Collected data
--
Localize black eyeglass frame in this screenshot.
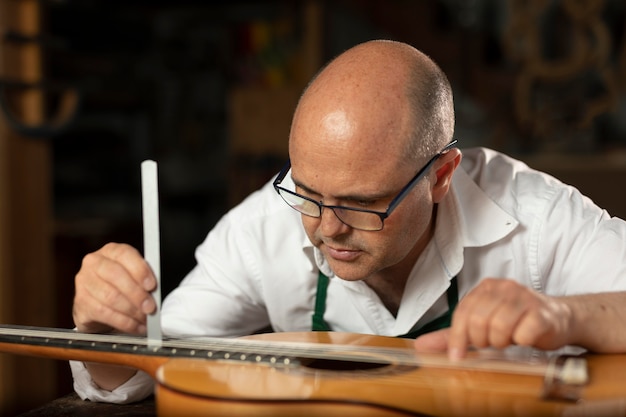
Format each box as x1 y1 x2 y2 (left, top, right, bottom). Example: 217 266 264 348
273 139 458 231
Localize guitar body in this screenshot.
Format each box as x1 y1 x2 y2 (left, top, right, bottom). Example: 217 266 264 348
152 332 626 417
156 383 414 417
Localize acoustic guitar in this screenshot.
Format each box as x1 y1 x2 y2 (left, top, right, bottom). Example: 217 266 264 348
0 325 625 417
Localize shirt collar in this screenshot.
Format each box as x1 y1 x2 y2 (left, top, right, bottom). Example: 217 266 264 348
452 166 519 247
433 166 519 278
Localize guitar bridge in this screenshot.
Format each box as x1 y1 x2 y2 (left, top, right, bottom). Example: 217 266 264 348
541 355 588 402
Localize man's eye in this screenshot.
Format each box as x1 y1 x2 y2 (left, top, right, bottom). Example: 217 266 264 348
348 199 377 209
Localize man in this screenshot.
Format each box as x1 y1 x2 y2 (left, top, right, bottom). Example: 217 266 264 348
71 39 626 403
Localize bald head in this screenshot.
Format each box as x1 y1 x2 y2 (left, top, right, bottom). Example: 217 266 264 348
290 40 455 168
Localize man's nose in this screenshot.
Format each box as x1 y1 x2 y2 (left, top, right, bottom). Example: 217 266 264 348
319 206 351 237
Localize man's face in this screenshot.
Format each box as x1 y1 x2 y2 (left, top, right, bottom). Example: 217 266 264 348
289 124 436 282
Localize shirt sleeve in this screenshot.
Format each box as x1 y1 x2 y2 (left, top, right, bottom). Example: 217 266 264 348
459 148 626 295
160 185 280 338
542 186 626 294
70 360 154 404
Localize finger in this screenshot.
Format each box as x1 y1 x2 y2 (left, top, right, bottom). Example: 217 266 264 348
486 295 528 349
83 248 156 315
74 268 149 334
414 328 450 353
512 312 550 347
486 283 556 349
85 270 153 322
74 286 147 335
74 245 156 334
101 243 157 291
447 306 471 360
447 278 502 359
511 301 567 350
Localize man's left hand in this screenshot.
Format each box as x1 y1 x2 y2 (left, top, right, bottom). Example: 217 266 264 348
--
Problem description: Go through the entries and copy every line that has "guitar".

Your solution:
Localize guitar body in this screenshot.
Localize acoustic guitar in this screenshot.
Localize guitar bridge in this screenshot.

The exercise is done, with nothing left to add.